Try it: The data below must be returned in full and exactly.

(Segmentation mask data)

------------

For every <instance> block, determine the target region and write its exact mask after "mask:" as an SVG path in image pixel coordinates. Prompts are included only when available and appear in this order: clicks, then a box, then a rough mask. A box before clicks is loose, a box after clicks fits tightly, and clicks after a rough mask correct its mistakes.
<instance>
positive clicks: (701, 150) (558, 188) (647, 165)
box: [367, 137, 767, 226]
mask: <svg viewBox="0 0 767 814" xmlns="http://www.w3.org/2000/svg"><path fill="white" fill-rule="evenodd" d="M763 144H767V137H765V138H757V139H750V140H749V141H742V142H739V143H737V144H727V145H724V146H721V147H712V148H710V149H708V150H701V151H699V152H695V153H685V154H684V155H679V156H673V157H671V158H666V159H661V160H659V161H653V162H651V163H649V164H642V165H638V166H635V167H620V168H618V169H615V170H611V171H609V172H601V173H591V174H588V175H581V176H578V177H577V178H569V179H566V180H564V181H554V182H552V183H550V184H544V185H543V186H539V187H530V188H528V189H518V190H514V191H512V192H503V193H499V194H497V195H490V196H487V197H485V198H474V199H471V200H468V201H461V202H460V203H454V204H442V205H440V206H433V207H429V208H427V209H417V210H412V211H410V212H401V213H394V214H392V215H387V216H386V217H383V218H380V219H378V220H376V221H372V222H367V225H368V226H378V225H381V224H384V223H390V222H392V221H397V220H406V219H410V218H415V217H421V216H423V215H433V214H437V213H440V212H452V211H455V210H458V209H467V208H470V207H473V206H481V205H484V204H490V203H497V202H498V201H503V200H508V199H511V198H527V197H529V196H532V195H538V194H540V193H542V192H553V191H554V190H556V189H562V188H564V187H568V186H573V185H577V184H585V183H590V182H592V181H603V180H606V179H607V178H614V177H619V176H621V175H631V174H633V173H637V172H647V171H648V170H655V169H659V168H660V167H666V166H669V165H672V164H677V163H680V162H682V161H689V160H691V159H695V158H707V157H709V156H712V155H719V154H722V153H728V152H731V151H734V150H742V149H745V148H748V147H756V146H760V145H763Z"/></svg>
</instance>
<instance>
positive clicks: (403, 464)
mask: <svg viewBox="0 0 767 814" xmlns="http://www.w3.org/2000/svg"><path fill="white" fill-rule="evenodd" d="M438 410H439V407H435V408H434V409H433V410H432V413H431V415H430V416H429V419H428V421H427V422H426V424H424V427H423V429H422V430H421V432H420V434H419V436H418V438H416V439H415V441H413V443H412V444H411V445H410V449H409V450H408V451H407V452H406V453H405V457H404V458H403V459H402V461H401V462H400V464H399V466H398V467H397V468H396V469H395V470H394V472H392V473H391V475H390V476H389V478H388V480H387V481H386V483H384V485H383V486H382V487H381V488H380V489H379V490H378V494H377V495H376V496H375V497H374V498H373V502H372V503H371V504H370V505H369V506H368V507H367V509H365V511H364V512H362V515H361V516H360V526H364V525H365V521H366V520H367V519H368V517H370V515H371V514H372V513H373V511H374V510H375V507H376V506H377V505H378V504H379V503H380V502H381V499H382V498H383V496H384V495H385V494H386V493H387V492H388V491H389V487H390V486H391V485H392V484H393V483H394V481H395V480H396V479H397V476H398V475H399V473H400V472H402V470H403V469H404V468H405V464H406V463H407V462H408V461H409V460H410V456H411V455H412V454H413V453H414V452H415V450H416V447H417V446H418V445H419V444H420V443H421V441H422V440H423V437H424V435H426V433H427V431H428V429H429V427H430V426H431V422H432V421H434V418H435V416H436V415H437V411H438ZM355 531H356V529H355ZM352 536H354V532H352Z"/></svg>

------------

Result below:
For every <instance> block, determine the target region and write its exact mask after "mask:" as an SVG path in image pixel coordinates. Prompts are included only when available and appear in this order: clicks, then a box, then a rough mask. A box before clicks is loose, a box after clicks fits tightly, and clicks after a rough mask correct its mistakes.
<instance>
positive clicks: (701, 150) (558, 188) (647, 165)
box: [367, 137, 767, 226]
mask: <svg viewBox="0 0 767 814" xmlns="http://www.w3.org/2000/svg"><path fill="white" fill-rule="evenodd" d="M763 144H767V137H765V138H757V139H750V140H749V141H742V142H739V143H737V144H727V145H724V146H721V147H712V148H710V149H708V150H701V151H699V152H695V153H685V154H684V155H679V156H673V157H671V158H666V159H661V160H659V161H653V162H651V163H649V164H642V165H638V166H635V167H620V168H618V169H615V170H611V171H609V172H601V173H591V174H588V175H581V176H578V177H577V178H569V179H566V180H564V181H554V182H552V183H550V184H544V185H543V186H539V187H530V188H528V189H518V190H514V191H512V192H503V193H499V194H497V195H490V196H487V197H485V198H474V199H471V200H468V201H461V202H460V203H454V204H442V205H440V206H433V207H429V208H427V209H417V210H412V211H410V212H401V213H394V214H392V215H387V216H386V217H383V218H380V219H378V220H376V221H372V222H367V225H368V226H378V225H381V224H384V223H390V222H392V221H397V220H406V219H410V218H415V217H421V216H423V215H433V214H437V213H440V212H452V211H455V210H458V209H467V208H470V207H473V206H481V205H484V204H490V203H497V202H498V201H503V200H508V199H511V198H527V197H529V196H532V195H538V194H540V193H542V192H553V191H554V190H556V189H562V188H564V187H568V186H573V185H577V184H585V183H590V182H592V181H603V180H606V179H607V178H614V177H619V176H621V175H631V174H633V173H637V172H647V171H648V170H655V169H659V168H660V167H666V166H669V165H672V164H677V163H680V162H682V161H689V160H691V159H695V158H707V157H709V156H712V155H719V154H722V153H728V152H731V151H734V150H742V149H745V148H748V147H756V146H760V145H763Z"/></svg>
</instance>
<instance>
positive clicks: (403, 464)
mask: <svg viewBox="0 0 767 814" xmlns="http://www.w3.org/2000/svg"><path fill="white" fill-rule="evenodd" d="M438 410H439V407H435V408H434V409H433V410H432V413H431V415H430V416H429V419H428V421H427V422H426V424H424V427H423V429H422V430H421V432H420V434H419V436H418V438H416V439H415V441H413V443H412V444H411V445H410V449H409V450H408V451H407V452H406V453H405V457H404V458H403V459H402V461H401V462H400V464H399V466H398V467H397V468H396V469H395V470H394V472H392V473H391V475H390V476H389V478H388V480H387V481H386V483H384V485H383V486H382V487H381V488H380V489H379V490H378V494H377V495H376V496H375V497H374V498H373V502H372V503H371V504H370V505H369V506H368V507H367V509H365V511H364V512H362V515H361V516H360V526H364V525H365V521H366V520H367V519H368V517H370V515H371V514H372V513H373V511H374V510H375V507H376V506H377V505H378V504H379V503H380V502H381V499H382V498H383V496H384V495H385V494H386V493H387V492H388V491H389V487H390V486H391V485H392V484H393V483H394V481H395V480H396V479H397V476H398V475H399V473H400V472H402V470H403V469H404V468H405V464H406V463H407V462H408V461H409V460H410V456H411V455H412V454H413V453H414V452H415V450H416V447H417V446H418V445H419V444H420V443H421V441H422V440H423V437H424V435H426V433H427V431H428V429H429V427H430V426H431V422H432V421H434V418H435V416H436V415H437V411H438ZM355 531H356V529H355ZM352 536H354V532H352Z"/></svg>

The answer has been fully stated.